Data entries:
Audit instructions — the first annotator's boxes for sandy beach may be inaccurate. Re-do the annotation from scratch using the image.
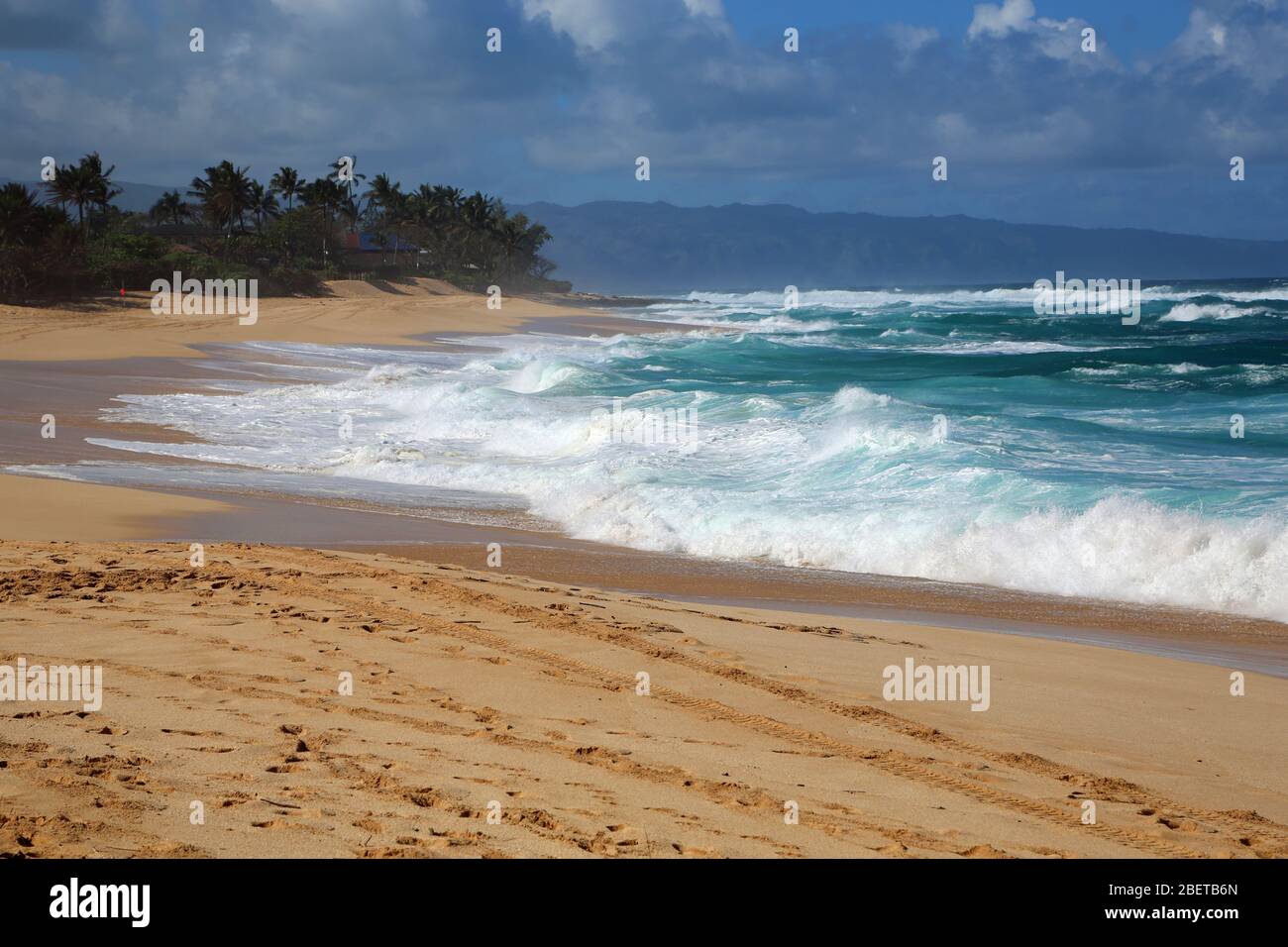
[0,281,1288,858]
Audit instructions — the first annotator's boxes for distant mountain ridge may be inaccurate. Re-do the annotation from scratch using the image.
[512,201,1288,292]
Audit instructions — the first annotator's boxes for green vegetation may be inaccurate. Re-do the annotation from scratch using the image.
[0,152,570,301]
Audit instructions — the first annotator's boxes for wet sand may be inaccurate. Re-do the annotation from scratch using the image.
[0,286,1288,857]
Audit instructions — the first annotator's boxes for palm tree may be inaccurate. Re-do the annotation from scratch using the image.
[268,164,304,210]
[327,158,368,233]
[496,214,550,283]
[0,180,40,245]
[365,174,409,263]
[246,180,282,231]
[46,151,121,237]
[460,191,505,269]
[149,191,192,227]
[188,161,253,236]
[300,177,344,224]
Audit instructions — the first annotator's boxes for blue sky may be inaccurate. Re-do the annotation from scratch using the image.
[0,0,1288,237]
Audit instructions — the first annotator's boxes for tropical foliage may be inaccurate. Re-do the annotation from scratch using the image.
[0,152,567,300]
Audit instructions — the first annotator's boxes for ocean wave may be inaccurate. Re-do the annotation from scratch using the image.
[1158,303,1266,322]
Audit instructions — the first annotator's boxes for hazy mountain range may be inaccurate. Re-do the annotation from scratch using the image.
[511,201,1288,292]
[0,177,1288,292]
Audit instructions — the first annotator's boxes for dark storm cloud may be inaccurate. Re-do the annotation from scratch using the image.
[0,0,1288,236]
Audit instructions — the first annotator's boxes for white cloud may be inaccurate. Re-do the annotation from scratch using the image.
[966,0,1037,39]
[520,0,725,53]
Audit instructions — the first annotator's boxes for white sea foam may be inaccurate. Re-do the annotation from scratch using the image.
[77,287,1288,620]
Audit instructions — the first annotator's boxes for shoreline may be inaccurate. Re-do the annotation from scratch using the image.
[0,283,1288,858]
[0,281,1288,677]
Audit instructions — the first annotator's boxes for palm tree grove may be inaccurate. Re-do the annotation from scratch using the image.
[0,152,571,301]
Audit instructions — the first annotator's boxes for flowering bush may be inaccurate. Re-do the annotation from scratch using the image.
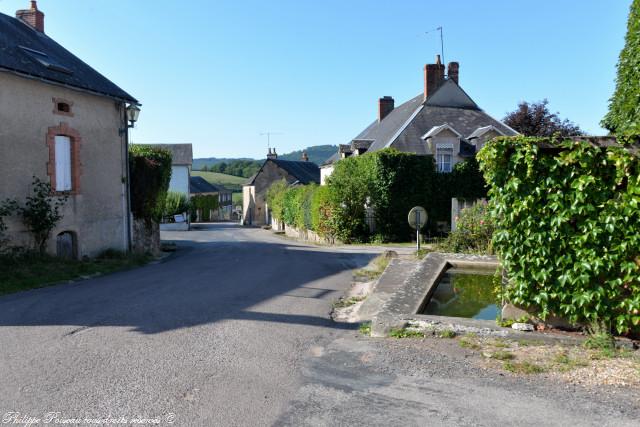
[442,202,495,254]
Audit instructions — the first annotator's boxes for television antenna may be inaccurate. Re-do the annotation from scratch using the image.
[425,27,446,69]
[260,132,283,150]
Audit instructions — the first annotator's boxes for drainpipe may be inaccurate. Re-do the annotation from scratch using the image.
[122,103,133,252]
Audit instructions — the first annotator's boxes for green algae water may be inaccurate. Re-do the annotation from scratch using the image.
[420,269,498,320]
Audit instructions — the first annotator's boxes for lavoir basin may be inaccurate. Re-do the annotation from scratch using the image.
[419,268,498,320]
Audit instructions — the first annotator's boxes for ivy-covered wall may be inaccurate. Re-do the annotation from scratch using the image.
[478,137,640,333]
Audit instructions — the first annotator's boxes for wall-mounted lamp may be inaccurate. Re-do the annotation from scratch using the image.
[120,104,140,136]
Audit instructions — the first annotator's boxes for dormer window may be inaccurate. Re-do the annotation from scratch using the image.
[53,98,73,117]
[436,144,453,173]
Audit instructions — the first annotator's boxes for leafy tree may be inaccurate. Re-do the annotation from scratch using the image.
[601,0,640,134]
[503,99,584,136]
[10,176,68,253]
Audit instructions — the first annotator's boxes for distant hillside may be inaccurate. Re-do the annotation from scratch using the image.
[193,145,338,172]
[278,145,338,166]
[192,157,253,170]
[191,171,247,192]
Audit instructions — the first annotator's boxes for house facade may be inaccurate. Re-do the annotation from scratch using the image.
[242,150,320,226]
[190,176,233,221]
[0,1,138,257]
[321,55,517,184]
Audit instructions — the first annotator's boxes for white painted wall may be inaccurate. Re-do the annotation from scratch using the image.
[169,165,190,195]
[320,165,333,185]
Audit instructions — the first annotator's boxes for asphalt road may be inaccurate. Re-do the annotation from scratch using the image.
[0,224,640,426]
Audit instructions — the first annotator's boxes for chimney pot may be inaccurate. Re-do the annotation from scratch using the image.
[378,96,395,123]
[16,0,44,33]
[447,62,460,84]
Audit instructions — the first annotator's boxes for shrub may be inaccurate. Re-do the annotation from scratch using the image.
[267,149,486,243]
[479,137,640,333]
[190,194,220,221]
[129,145,171,225]
[162,191,191,217]
[14,176,68,254]
[442,202,495,254]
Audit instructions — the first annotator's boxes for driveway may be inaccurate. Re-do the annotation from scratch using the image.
[0,224,639,426]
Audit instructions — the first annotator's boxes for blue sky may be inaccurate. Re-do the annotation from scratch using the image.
[0,0,631,158]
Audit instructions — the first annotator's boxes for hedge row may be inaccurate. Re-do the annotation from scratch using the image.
[267,149,486,242]
[478,137,640,333]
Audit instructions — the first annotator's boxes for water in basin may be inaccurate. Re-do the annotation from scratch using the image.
[420,269,498,320]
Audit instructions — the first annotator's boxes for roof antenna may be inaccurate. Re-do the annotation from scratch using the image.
[425,26,447,73]
[260,132,282,152]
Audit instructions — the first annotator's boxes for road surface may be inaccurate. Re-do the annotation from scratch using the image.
[0,224,640,426]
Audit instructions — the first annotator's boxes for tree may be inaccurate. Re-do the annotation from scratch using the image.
[503,99,584,136]
[600,0,640,134]
[13,176,67,253]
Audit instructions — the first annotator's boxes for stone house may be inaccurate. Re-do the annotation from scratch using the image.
[242,149,320,225]
[0,1,138,257]
[321,55,517,184]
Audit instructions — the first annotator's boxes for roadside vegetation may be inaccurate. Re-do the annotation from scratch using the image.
[267,149,486,243]
[191,171,247,192]
[0,251,152,295]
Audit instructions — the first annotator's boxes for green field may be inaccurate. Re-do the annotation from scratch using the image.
[191,171,248,192]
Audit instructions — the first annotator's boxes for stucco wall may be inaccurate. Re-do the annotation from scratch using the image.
[0,72,127,256]
[169,165,190,195]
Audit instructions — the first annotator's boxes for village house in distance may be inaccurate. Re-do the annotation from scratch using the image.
[242,149,320,226]
[321,55,517,184]
[0,1,139,258]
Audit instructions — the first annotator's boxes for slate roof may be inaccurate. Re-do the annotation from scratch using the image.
[0,13,138,104]
[143,144,193,166]
[245,159,320,185]
[324,80,517,165]
[189,176,231,194]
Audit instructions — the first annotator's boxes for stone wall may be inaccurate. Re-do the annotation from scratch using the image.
[0,72,128,257]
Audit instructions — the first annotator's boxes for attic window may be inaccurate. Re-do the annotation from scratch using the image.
[52,98,73,117]
[20,46,73,74]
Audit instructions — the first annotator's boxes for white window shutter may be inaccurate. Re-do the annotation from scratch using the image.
[55,135,71,191]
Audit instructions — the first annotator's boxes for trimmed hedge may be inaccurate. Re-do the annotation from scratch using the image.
[478,137,640,333]
[267,149,486,242]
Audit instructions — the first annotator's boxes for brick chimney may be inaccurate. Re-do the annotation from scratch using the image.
[424,55,444,101]
[378,96,395,123]
[447,62,460,84]
[16,0,44,33]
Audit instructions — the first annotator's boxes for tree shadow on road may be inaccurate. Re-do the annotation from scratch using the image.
[0,234,376,334]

### Requirement
Can you copy all of the entries above verbatim, omitting the pictures?

### Result
Audit instructions — the first annotator's boxes for sandy beach may be inaccurate. Re-do the annotation from scratch using the image.
[0,281,1288,858]
Audit instructions — the first annotator's boxes for distant mountain ridge may be inaccurate. Re-do the annotation from scratch using the image.
[512,201,1288,292]
Audit instructions — the first annotator's boxes for green vegetation may be inaccurate. Re-do the annotation from scratch using the image.
[0,152,570,301]
Audit instructions — the first annotator's boxes for wet sand may be inaccurate. Re-do the annotation from scratch using the image.
[0,286,1288,857]
Audit instructions — the first annotator's boxes for palm tree may be inaccurate. Re-do the annotation from scratch using the image.
[268,164,304,210]
[327,158,368,233]
[496,214,550,283]
[0,180,40,245]
[365,174,409,263]
[246,180,282,231]
[46,151,121,237]
[460,191,505,269]
[149,191,192,227]
[188,161,253,236]
[300,177,344,224]
Audit instructions — the first annotator's boxes for blue sky may be inaccurate. Re-do the annotation from scratch using the image.
[0,0,1288,237]
Audit instructions — the first annotator's boxes for tropical foliage may be inaccurate. Re-do the annotation from scratch using the image.
[0,152,567,300]
Audit instructions — the first annotator's boxes for ocean wave may be inaccurate. Re-do the annotation from scratch using the image.
[1158,303,1266,322]
Audit instructions — the first annotator's boxes for hazy mountain range may be inaccurate. Re-do the annotation from scratch using the image.
[511,201,1288,292]
[0,177,1288,292]
Audit instructions — the first annotator's boxes for dark storm cloud may be inaccurate. Re-do the annotation from scratch using the image.
[0,0,1288,236]
Audit instructions — the first annotator's boxes for white cloud may be inaccurate. Re-do the annotation from scratch using the image.
[966,0,1037,39]
[520,0,725,53]
Audit instructions — the first annotator's boxes for white sea foam may be inaccurate. Re-do the annotation from scratch using the image.
[77,287,1288,620]
Audit instructions — the first annotator's boxes for shoreline may be inaccurate. Re-do the annotation from scratch using the image.
[0,283,1288,858]
[0,281,1288,677]
Audit instructions — the first annotator's boxes for palm tree grove may be inaccurate. Re-do the annotation from scratch using the image.
[0,152,571,301]
Audit instructions — the first annotator's boxes for flowering bush may be inaccurate. Re-do the annotation from scratch using the image.
[442,202,495,254]
Audit instructions — the first annotator's boxes for television antenna may be inaccurate. Re-do the annotation from scratch using the image.
[425,27,446,69]
[260,132,283,150]
Audit instructions — the first annotator's boxes for drainpipe may be inaccurate. Re-do the annotation from scratch using the image.
[122,103,133,252]
Audit instructions — the first annotator's boxes for green algae water may be inaccurate. Re-do the annotation from scratch using the image.
[420,269,498,320]
Audit instructions — the first annotator's boxes for lavoir basin may be inaccurate. Re-do the annotation from scratch using the image.
[419,268,498,320]
Audit instructions — the first annotator's boxes for ivy-covered wall may be inaccurate. Re-do the annotation from scratch using the image.
[478,137,640,333]
Audit instructions — the first annotator's boxes for wall-mounted lamp may be inaccurate. Re-do the annotation from scratch using the image.
[120,104,140,136]
Audit instructions — the first annotator's boxes for dormer window may be inaccurate. Re-do the annotation from scratch using the image.
[53,98,73,117]
[436,144,453,173]
Audit instructions — the first annotator's boxes for leafy tree may be inaccurate. Re-do the annotation from scratch using the image.
[601,0,640,134]
[503,99,584,136]
[10,176,68,253]
Audit instructions — the first annotator's boxes for distant hillside may be inaccurate. Re-do the annotation from scratch using the image.
[193,145,338,172]
[278,145,338,166]
[192,157,253,170]
[191,171,247,192]
Audit instructions — the first annotator's boxes for house facade may be inaccurate. Re-do the annotation from scratch using the image.
[242,150,320,226]
[190,176,233,221]
[0,1,138,257]
[321,55,517,184]
Audit instructions — the first annotator's boxes for white painted wall may be inaccurate. Re-do the annotation from scratch using the image.
[169,165,190,195]
[320,165,333,185]
Audit instructions — the first annotator's boxes for asphalt road may be inaccurate. Re-do the annotation from scratch using the image.
[0,224,640,426]
Audit instructions — the first annotator's boxes for chimney pot may be inaccurate. Re-do the annotation from scratch using the image.
[378,96,395,123]
[16,0,44,33]
[447,62,460,84]
Audit instructions — the first annotator's boxes for shrub may be inaccurate. Re-do the annotation from scratch using the image.
[267,149,486,243]
[479,137,640,333]
[190,194,220,221]
[129,145,171,225]
[162,191,191,217]
[14,176,68,254]
[442,202,495,254]
Audit instructions — the first annotator's boxes for driveway may be inaccurate. Re-do the annotation from scratch using the image.
[0,224,639,426]
Audit instructions — the first annotator's boxes for blue sky may be inaccurate. Re-do the annotation from scratch using the image.
[0,0,631,158]
Audit instructions — the first annotator's boxes for hedge row may be inaccurate. Re-do the annotation from scratch using the image.
[267,149,486,242]
[478,137,640,333]
Audit instructions — the first annotator's boxes for water in basin may be inaccurate. Re-do the annotation from scratch using the image.
[420,269,498,320]
Audit instructions — the first annotator's boxes for roof antenna may be inaccurate. Re-do the annotation from scratch using the image.
[425,26,447,73]
[260,132,282,152]
Audit instructions — the first annotator's boxes for road surface may be inaccurate. Re-do the annotation from scratch using the image.
[0,224,640,426]
Audit instructions — the first annotator's boxes for tree may be inaccurate. Re-do the annotation from scratch using the image.
[503,99,584,136]
[600,0,640,134]
[13,176,67,253]
Audit instructions — the first annotator's boxes for stone house may be inaccurate. Re-do the annotation from scratch using the image.
[242,149,320,225]
[0,1,138,257]
[321,55,517,184]
Audit instructions — the first annotator's boxes for roadside vegetation may be inaccurate. Re-do the annotation from scratch using the image.
[267,149,486,243]
[191,171,247,192]
[0,251,152,295]
Audit instructions — the first annotator's boxes for green field may be inaccurate. Re-do the annotation from scratch using the image.
[191,171,248,192]
Audit instructions — the first annotator's boxes for stucco wall may be inaccurate. Re-do the annotation from scratch using the image.
[0,72,127,256]
[169,165,190,195]
Audit instructions — the first annotator's boxes for village house in distance may be inaccurate. Re-do the annotation from scratch using the image.
[242,149,320,226]
[321,55,517,184]
[0,1,139,258]
Audit instructions — the first annotator's boxes for slate roof may be inaccurate. Re-do the annotation from scratch using the image.
[0,13,138,104]
[143,144,193,166]
[245,159,320,185]
[324,80,517,165]
[189,176,231,194]
Audit instructions — the first annotator's boxes for stone wall may be inaccurate. Re-do the annotation from scratch using the image.
[0,72,128,257]
Audit instructions — the first annotator's boxes for attic window may be inaccurate. Re-do the annotation from scratch using the image.
[52,98,73,117]
[20,46,73,74]
Audit instructions — the first annotator's boxes for white window shutter may be inaccurate. Re-do the annotation from scratch using the image.
[55,135,71,191]
Audit instructions — the first annotator's boxes for trimmed hedge may be inaccurate. Re-do the annotation from scratch using the image.
[478,137,640,333]
[267,149,486,242]
Audit instructions — the first annotator's boxes for brick chimney may be inaccurate. Re-do the annotation from scratch using the image.
[424,55,444,101]
[378,96,395,123]
[447,62,460,84]
[16,0,44,33]
Audit instructions — the first annotator's boxes for tree shadow on road may be inaccurate. Re-do the annotation from scratch using the image.
[0,234,376,334]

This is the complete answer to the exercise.